## Goal
Return each line of the rows below that contains the word "basket", copying every such line in full.

## Listing
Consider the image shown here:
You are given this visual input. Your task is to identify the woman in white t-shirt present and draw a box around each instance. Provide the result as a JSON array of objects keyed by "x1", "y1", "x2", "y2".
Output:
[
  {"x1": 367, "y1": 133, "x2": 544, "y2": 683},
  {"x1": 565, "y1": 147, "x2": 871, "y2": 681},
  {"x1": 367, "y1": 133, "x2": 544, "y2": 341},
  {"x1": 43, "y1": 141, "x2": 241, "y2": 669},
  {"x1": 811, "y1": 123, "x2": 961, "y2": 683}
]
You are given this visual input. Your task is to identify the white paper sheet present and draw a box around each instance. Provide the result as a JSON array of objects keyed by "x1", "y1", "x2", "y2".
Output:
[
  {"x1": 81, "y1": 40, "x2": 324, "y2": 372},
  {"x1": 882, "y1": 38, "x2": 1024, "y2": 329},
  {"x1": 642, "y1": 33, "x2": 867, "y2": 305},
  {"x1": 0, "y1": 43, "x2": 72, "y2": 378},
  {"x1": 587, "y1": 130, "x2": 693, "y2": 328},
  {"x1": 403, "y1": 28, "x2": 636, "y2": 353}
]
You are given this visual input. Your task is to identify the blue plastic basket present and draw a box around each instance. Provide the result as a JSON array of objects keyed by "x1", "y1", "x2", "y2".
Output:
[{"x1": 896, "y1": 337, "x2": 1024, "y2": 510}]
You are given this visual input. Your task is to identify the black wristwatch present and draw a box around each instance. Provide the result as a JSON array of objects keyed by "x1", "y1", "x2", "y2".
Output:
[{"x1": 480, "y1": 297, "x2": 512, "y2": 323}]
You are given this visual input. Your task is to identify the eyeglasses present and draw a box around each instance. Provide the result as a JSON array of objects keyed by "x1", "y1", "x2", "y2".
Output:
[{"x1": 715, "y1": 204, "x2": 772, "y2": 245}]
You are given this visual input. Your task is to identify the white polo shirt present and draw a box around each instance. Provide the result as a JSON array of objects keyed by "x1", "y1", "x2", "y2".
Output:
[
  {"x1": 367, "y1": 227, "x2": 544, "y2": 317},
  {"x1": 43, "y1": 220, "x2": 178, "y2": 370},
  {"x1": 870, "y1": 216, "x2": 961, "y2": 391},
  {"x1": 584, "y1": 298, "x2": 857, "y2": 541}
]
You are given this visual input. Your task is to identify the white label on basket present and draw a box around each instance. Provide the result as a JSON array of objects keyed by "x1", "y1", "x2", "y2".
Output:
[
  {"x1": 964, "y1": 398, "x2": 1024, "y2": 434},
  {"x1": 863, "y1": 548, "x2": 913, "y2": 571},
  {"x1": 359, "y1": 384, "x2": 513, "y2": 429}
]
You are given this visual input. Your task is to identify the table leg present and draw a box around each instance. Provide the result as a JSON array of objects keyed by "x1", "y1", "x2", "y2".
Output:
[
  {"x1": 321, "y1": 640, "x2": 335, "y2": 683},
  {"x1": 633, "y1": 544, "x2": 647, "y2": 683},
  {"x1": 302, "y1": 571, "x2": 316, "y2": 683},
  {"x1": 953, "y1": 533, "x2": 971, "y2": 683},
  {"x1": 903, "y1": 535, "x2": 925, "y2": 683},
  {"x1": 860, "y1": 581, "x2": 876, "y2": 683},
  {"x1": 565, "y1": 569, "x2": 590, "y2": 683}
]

## Complete output
You are given this visual input. Your task is to identify the blue plastic basket present and draw a box around each instance. Provide the result as a JSON array of objects keyed by "x1", "y1", "x2", "y2".
You are given this visual input. Your task is to identify the white label on basket present and draw a box around each instance. Provide the result as a JSON array of objects keyed by "x1", "y1", "x2", "y2".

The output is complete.